# Exercise aim:
Reproduce the entire listing word for word.

begin Dataset rows

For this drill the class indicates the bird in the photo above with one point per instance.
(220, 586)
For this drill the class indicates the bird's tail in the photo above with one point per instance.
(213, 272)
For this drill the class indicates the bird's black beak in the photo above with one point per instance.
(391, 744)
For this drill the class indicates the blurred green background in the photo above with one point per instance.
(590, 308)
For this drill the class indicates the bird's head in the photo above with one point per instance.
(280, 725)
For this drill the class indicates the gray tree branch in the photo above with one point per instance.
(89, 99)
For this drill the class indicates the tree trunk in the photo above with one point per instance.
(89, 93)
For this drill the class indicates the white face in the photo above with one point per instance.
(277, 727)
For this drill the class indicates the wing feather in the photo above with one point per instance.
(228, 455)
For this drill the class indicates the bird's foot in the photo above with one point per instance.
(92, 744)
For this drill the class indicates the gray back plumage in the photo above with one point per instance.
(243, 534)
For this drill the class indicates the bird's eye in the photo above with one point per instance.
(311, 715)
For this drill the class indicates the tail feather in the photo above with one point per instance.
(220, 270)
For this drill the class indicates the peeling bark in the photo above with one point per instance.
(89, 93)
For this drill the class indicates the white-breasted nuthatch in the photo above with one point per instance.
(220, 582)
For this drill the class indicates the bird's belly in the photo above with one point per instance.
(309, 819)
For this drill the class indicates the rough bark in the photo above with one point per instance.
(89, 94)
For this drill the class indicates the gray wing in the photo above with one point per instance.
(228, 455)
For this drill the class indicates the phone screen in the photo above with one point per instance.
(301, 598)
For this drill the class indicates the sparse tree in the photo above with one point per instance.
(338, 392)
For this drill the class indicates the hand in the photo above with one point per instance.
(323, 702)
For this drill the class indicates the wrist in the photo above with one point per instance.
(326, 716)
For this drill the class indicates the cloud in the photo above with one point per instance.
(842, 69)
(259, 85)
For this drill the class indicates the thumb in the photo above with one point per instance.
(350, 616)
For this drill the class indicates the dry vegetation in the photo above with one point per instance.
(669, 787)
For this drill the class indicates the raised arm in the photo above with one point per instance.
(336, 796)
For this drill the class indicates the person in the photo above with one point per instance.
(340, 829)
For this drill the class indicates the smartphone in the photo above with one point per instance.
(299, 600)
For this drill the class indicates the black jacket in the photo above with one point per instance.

end Dataset rows

# Answer in full:
For this drill the class indicates the bird in the photo above with one point per instance.
(220, 586)
For this drill the class indicates the bird's tail in the photo above with one point per instance.
(213, 272)
For this drill the class indicates the bird's black beak in the photo above with one point per instance.
(391, 744)
For this drill the class indicates the blurred green background in the photo above with one point per instance.
(590, 308)
For this drill the class indicates the bird's head in the photo above with one point per instance.
(280, 725)
For this drill the class indicates the gray tree branch in the photo above with one point per instance.
(89, 99)
For this drill the class indicates the tree trunk in the photo above with one point per instance.
(89, 93)
For this drill the class indicates the white face in the photo above with one point per instance.
(277, 727)
For this drill the class indicates the wing feather in the photo above with one point per instance.
(228, 455)
For this drill the class indicates the bird's foot in the photo above with one point per instance.
(92, 744)
For this drill the class indicates the gray back plumage in the photo above with one point per instance.
(243, 534)
For this drill the class indicates the bird's eye in the photo above with one point per instance.
(311, 715)
For this drill the class indicates the tail feather in the photo above with one point per instance.
(220, 270)
For this drill the class indicates the peeling bark in the photo above with one point per instance.
(89, 93)
For this drill the class indicates the white-breasted nuthatch in the photo above with one point per instance.
(220, 582)
For this drill the class indicates the bird's belly in the photo above with one point per instance.
(309, 819)
For this drill the class indicates the rough bark in the photo above with one point per instance.
(89, 94)
For this drill the class indicates the gray wing in the photo above with one point per instance.
(228, 455)
For this drill the class indicates the phone screen in the photo above with one point per instance.
(301, 598)
For this drill the class indicates the sparse tree in the photo above with one point per instance.
(338, 392)
For this drill the class indicates the hand in the photo above with one point per instance.
(323, 702)
For this drill the class indicates the wrist in the photo above with one point per instance.
(326, 716)
For this drill the class indicates the cloud in the photo above with one point per instance.
(842, 69)
(259, 85)
For this drill the class indicates the thumb in the photo above with one point per instance.
(350, 616)
For this drill the class indicates the dry vegetation in the photo above with one point per instance.
(669, 787)
For this drill the class indicates the raised arm in the photo above with one point per instance.
(336, 796)
For this drill the class indicates the person in the photo above with one point per instance.
(340, 829)
For this drill the class indicates the smartphone in the photo above with one point per instance.
(299, 600)
For this drill the class indicates the black jacket in the photo above with one point per instance.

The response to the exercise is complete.